START Entries supplied

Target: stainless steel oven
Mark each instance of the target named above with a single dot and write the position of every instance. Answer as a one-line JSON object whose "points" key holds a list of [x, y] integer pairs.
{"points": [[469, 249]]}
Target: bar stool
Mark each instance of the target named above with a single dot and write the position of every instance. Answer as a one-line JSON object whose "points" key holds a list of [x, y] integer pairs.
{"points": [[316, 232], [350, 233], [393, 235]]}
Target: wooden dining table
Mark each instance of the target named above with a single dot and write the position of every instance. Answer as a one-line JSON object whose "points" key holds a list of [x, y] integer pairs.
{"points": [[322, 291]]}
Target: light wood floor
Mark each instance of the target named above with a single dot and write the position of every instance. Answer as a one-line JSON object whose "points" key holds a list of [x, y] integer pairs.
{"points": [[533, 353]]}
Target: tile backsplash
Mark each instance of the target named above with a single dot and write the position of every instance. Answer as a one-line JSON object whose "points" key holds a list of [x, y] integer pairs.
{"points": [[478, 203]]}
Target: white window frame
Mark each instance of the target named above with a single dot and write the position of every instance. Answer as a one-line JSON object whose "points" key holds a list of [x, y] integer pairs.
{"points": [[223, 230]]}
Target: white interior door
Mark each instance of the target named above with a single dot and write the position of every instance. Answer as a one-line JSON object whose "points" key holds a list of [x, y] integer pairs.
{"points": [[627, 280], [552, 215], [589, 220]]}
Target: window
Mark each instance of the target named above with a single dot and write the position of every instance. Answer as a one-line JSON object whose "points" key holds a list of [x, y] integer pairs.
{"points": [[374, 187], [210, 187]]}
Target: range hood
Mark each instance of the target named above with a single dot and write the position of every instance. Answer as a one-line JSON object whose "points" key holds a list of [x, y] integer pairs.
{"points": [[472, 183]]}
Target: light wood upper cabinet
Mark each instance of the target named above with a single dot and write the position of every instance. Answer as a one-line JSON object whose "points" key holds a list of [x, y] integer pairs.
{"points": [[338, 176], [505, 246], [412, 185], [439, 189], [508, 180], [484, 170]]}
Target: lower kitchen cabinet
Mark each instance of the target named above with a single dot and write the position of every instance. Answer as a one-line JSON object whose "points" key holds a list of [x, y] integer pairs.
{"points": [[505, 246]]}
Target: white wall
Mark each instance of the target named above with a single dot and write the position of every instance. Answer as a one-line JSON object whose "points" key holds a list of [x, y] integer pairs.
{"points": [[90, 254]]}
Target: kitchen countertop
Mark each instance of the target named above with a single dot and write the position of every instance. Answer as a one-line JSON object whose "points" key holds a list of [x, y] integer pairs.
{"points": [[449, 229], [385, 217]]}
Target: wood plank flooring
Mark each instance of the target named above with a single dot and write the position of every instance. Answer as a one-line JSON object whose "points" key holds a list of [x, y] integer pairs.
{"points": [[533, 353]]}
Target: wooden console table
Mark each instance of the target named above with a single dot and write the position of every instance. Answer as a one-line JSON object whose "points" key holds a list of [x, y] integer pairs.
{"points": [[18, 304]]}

END Entries supplied

Retype the material in full, keeping each line exactly as it is.

- **Problem solution**
Target: stainless steel oven
Mark each instance of the target named above with a single dot and write the position of every instance. Answer as a one-line JSON object whose "points" key holds a list of [x, y] integer pairs.
{"points": [[469, 249]]}
Target: bar stool
Mark each instance of the target named above with a single dot and write the position of every instance. Answer as a one-line JSON object whose "points" key holds a list of [x, y] integer pairs.
{"points": [[316, 232], [350, 233], [393, 235]]}
Target: wooden dining table
Mark each instance of the target named above with a single dot and write the position of every instance. Answer as a one-line JSON object whose "points" key holds a list of [x, y] integer pairs.
{"points": [[322, 291]]}
Target: light wood floor
Mark each instance of the target named above with a single dot and write the position of every instance. Answer as a one-line JSON object whose "points" key holds a list of [x, y] integer pairs.
{"points": [[533, 353]]}
Target: tile backsplash
Mark each instance of the target named above with a single dot and write the position of every instance. Answer as a one-line JSON object whose "points" key holds a list of [x, y] integer pairs.
{"points": [[478, 203]]}
Target: white window frame
Mark each instance of the target named above with a single dot and write the position of every instance. Answer as a one-line JSON object whose "points" key holds a list of [x, y] integer pairs.
{"points": [[223, 230]]}
Target: white interior door
Mark each instance of the target named above with a single dot and write the position of every instance. Answer as a one-line JSON object whose "points" key holds a list of [x, y] integer pairs.
{"points": [[627, 280], [552, 215], [589, 220]]}
Target: window
Mark each instance of the target named above with a single dot and write the position of every instance. Answer as a one-line JSON object whose "points" key holds a list of [x, y] integer pairs.
{"points": [[374, 187], [210, 187]]}
Target: range hood
Mark each instance of the target named above with a single dot and write the position of every instance. Answer as a one-line JSON object whose "points" key holds a list of [x, y] integer pairs.
{"points": [[472, 183]]}
Target: light wood upper cabinet
Mark each instance of the target named above with a single dot and write the position of every instance. Answer as a one-line JSON object whose "points" key holds a list of [x, y] integer pairs.
{"points": [[338, 176], [505, 246], [412, 185], [439, 189], [508, 180], [484, 170]]}
Target: lower kitchen cabinet
Mark each instance of the target named above with a single dot and write the position of every instance. Answer as a one-line JSON object whose "points" key holds a list of [x, y] integer pairs.
{"points": [[505, 246]]}
Target: white wall
Mark each instance of the target named above with a single dot and write the position of every instance. Answer as a one-line JSON object whose "points" key holds a list of [x, y] integer pairs.
{"points": [[90, 254]]}
Target: kitchen countertop
Mark each instance of the target named above with a single dot and write the position of every instance. Answer as a one-line JSON object whose "points" key holds a list of [x, y] integer pairs.
{"points": [[449, 229], [385, 217]]}
Target: wood plank flooring
Mark each instance of the target named above with a single dot and write the position of every instance. Answer as a one-line JSON object whose "points" key holds a list of [x, y] integer pairs.
{"points": [[533, 353]]}
Target: wooden console table
Mark each instance of the target named above with a single dot and write the position of every instance. Answer as a one-line JSON object whose "points" key holds a list of [x, y] integer pairs.
{"points": [[18, 304]]}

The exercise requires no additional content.